• [Aim 1]:
Answer these from the reading list, one line per answer, marked as the questions are:
(a) What date appears at the top of the reading list?
(b) For which group are the readings suggested?
(c) In the excerpt under "Sister Show Mercy!", what will some good Christian sisters not do?
• [Aim 2]: Give every title of a suggested reading in the reading list.
• [Aim 3]: Take the reading list further, beginning after its final entry.

------ Document segment ------

Thursday, April 30, 2009

Suggested Readings for the Legacy of Biblical Womanhood group

Marriage is not really about happiness
"If your mindset is that marriage is all about making and keeping you feeling happy, without cost, you are likely to be shocked, horrified, and appalled to learn that it simply is not so. You will be unprepared. You will be undone. You will bolt for the door our culture so obligingly holds open for you."

Sister Show Mercy!
"Spring's sprung, and summer looms. Mercury rises, fashions change. But one thing that won't change, unless I'm happily mistaken: some good Christian sisters will not dress as helpfully as they could."

Pastoral Marriage Counseling: What If?
"...do you think that any marriage could be other than happy, where both husband and wife are constantly seeking God for grace heartily and individually to keep their wedding vows, and to fulfill His word? Where both are focusing on their own obligation before God, from the heart?...What if Christian married people were actually expected to know, remember, and honor their wedding vows?"

The Least-Heard Marriage Truth
"You'd think it'd be the first thing Christian marriage counselors would talk about. Yet, as far as I know, it never even comes up. I certainly never recall reading it in Christian counseling manuals."

------ Data section ------

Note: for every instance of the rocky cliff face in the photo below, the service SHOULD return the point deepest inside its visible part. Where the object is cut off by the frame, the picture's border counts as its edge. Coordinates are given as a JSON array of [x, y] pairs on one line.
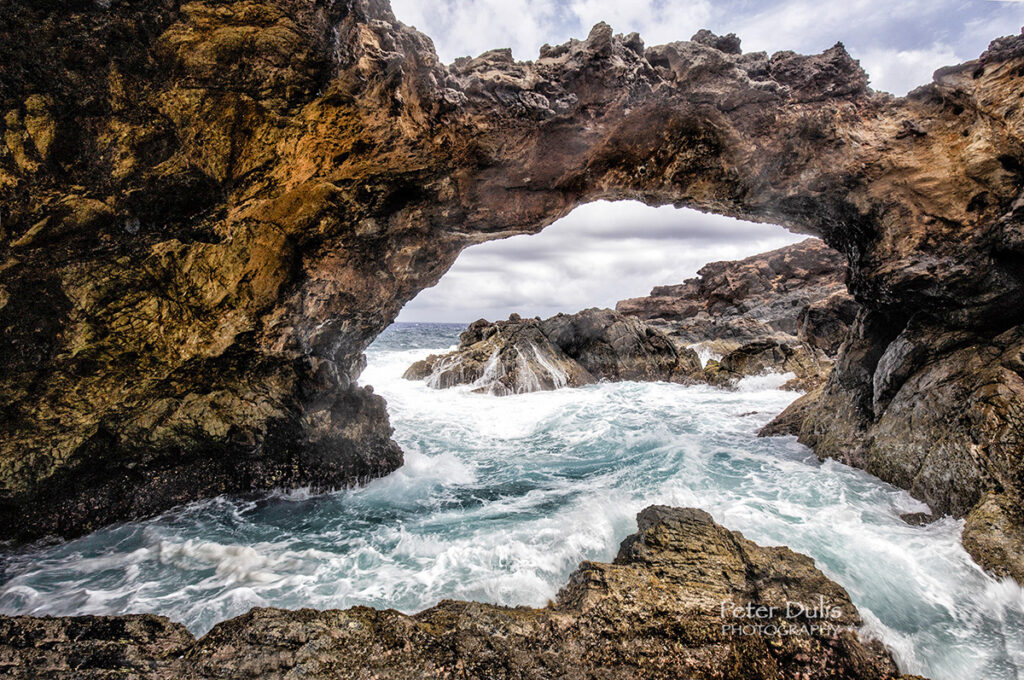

------

• [Task result 1]:
(a) Thursday, April 30, 2009
(b) The Legacy of Biblical Womanhood group
(c) Dress as helpfully as they could

• [Task result 2]:
Marriage is not really about happiness
Sister Show Mercy!
Pastoral Marriage Counseling: What If?
The Least-Heard Marriage Truth

• [Task result 3]:
Wise words from C.H. Spurgeon about pastor's wives:
Churches do not give a married minister two salaries, one for the husband and the other for the wife; but, in many cases, they look for the services of the wife, whether they pay for them or not.
The Pastor's wife is expected to know everything about the church, and in another sense she is to know nothing of it; and she is equally blamed by some people whether she knows everything or nothing. Her duties consist in being always at home to attend to her husband and her family, and being always out, visiting other people, and doing all sorts of things for the whole church!
Well, of course, that is impossible; she cannot be at everybody's beck and call, and she cannot expect to please everybody. Her husband cannot do that, and I think he is very foolish if he tries to do it; and I am certain that, as the husband cannot please everybody, neither can the wife. There will be sure to be somebody or other who will be displeased, especially if that somebody had herself half hoped to be the minister's wife!
Difficulties arise continually, in the best-regulated churches; and the position of the minister's wife is always a very trying one... '


(Let us remember to not only pray for our pastors, but their wives and families)

1 comments:

Lisa Nunley said...

The "Sister Show Mercy!" is one of the most personally convicting posts I have ever read on the subject of modesty.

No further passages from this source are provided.